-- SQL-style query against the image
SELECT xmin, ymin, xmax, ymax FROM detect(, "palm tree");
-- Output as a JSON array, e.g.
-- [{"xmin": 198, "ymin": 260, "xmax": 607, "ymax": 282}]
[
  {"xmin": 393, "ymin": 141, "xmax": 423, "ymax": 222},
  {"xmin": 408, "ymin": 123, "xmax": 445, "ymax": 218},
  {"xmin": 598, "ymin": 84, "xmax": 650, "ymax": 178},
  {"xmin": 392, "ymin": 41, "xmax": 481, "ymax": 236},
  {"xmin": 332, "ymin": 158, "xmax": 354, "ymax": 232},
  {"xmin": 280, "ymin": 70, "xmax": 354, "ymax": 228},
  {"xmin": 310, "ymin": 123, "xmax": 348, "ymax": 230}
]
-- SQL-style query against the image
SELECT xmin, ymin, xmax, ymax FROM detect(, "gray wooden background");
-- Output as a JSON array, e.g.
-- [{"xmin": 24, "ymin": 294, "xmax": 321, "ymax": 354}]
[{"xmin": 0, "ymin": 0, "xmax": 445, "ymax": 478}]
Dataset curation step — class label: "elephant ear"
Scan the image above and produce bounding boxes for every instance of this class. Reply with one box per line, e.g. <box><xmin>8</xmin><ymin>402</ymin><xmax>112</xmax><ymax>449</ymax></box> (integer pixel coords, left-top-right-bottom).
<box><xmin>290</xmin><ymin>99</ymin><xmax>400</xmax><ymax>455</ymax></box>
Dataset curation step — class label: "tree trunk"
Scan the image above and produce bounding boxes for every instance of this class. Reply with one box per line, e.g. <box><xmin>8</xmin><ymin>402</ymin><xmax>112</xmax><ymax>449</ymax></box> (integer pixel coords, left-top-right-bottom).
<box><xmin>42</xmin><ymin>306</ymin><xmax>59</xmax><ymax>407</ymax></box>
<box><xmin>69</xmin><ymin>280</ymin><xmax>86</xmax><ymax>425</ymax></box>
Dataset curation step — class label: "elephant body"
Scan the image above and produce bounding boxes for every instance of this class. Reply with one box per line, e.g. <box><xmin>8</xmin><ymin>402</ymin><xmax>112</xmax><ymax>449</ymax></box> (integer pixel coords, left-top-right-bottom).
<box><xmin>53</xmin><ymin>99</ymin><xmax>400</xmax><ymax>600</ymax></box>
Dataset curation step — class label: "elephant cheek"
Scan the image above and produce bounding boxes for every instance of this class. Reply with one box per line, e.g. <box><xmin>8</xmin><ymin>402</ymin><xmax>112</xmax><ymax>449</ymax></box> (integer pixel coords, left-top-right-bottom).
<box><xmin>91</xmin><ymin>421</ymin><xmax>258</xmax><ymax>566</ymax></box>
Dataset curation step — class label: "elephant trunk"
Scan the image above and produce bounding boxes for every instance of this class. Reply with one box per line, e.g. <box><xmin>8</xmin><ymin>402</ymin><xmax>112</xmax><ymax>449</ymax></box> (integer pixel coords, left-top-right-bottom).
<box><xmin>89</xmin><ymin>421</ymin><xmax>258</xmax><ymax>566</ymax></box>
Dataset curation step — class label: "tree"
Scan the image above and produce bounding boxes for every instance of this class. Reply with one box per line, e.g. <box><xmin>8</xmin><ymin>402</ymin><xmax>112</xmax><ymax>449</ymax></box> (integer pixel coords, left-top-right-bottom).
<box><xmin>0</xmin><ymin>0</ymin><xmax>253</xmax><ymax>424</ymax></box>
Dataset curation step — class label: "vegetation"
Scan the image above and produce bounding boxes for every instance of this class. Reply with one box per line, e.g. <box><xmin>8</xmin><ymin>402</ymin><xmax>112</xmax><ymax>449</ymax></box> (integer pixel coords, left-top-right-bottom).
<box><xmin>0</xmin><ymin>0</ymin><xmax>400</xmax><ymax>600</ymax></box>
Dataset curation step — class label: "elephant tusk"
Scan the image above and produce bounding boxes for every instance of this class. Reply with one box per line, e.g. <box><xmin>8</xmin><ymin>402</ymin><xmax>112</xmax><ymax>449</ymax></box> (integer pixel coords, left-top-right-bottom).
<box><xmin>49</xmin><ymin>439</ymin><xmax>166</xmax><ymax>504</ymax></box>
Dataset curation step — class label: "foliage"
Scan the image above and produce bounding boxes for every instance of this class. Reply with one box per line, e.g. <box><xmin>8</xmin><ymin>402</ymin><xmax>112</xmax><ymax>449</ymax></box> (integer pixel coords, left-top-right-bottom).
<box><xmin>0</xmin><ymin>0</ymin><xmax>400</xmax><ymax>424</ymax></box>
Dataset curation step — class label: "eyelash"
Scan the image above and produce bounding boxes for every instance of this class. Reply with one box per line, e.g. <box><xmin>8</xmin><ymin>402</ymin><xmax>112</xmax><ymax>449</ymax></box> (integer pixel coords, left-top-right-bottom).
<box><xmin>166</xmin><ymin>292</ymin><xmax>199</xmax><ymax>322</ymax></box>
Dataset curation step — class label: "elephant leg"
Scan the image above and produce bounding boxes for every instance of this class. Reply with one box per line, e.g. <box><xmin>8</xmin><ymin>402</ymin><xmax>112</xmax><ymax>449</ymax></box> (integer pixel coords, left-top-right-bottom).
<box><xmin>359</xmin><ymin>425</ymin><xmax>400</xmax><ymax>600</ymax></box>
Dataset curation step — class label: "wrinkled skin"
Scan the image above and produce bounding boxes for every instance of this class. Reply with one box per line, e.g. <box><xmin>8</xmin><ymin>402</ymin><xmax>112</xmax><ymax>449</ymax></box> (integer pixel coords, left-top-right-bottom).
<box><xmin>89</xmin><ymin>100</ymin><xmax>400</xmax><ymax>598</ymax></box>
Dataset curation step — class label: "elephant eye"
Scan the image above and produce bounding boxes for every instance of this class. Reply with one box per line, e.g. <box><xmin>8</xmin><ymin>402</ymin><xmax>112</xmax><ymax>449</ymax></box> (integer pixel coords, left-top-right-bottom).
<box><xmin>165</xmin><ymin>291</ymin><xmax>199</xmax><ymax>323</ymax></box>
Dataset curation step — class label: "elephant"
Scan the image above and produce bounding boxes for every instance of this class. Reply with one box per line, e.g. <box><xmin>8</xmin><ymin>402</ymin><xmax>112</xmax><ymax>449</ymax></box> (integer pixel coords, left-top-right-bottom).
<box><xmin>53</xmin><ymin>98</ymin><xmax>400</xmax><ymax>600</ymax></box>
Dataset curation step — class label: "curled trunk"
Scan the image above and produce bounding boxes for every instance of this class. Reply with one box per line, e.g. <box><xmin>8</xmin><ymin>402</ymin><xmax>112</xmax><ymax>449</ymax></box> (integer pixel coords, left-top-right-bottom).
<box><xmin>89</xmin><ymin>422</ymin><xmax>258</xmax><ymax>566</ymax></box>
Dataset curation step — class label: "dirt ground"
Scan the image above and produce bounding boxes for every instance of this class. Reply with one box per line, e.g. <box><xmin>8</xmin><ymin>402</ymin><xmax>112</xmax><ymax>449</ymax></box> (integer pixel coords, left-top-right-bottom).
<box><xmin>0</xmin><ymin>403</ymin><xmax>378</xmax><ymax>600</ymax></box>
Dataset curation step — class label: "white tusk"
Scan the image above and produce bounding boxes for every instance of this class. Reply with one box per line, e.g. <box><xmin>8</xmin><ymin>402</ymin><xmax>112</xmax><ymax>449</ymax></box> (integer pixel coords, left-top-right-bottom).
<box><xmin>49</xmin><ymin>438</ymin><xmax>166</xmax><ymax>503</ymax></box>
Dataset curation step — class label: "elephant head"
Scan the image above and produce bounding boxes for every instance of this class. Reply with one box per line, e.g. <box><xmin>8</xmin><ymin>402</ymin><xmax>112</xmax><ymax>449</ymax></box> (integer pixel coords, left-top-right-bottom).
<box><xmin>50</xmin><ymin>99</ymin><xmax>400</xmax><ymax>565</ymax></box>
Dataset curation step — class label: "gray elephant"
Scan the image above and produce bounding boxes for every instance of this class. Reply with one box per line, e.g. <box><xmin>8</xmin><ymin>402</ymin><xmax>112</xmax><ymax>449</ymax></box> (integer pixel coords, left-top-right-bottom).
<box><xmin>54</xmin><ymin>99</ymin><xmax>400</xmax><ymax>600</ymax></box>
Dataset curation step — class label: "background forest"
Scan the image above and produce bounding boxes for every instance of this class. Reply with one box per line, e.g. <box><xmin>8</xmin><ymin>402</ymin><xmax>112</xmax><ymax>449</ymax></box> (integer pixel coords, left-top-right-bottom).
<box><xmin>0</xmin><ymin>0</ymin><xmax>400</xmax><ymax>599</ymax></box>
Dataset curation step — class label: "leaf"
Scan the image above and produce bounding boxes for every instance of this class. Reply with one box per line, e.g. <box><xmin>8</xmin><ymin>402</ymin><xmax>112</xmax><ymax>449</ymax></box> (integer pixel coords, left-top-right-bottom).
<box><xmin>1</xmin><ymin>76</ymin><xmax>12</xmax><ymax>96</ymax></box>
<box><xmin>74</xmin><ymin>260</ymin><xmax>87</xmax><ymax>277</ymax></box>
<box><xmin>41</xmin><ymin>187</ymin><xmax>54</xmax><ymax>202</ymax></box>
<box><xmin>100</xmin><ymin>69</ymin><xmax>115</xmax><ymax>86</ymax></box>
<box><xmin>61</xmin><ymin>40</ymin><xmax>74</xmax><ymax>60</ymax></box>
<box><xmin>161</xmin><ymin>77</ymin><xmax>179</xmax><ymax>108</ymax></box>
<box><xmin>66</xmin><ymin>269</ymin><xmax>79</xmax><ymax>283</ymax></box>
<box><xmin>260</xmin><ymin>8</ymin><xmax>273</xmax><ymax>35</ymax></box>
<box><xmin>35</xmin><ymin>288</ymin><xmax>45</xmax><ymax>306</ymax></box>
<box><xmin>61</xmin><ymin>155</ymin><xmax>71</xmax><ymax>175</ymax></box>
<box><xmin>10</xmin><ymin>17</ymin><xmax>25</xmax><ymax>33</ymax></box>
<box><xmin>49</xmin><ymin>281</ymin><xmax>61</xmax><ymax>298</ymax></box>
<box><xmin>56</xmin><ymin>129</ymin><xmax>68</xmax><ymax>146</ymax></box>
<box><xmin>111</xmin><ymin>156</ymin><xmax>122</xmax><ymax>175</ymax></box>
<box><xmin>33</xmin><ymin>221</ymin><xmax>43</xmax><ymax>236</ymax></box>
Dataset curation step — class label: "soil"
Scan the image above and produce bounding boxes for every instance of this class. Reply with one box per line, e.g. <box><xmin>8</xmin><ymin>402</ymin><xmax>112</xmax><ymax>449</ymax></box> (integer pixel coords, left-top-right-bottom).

> YOUR INSTRUCTIONS
Gather every line of the listing above that contains the string "detect", paying attention to case, and copy each one in full.

> RESULT OF THE EXERCISE
SELECT xmin, ymin, xmax, ymax FROM detect(, "palm tree");
SELECT xmin, ymin, xmax, ymax FROM detect(, "gray wooden background");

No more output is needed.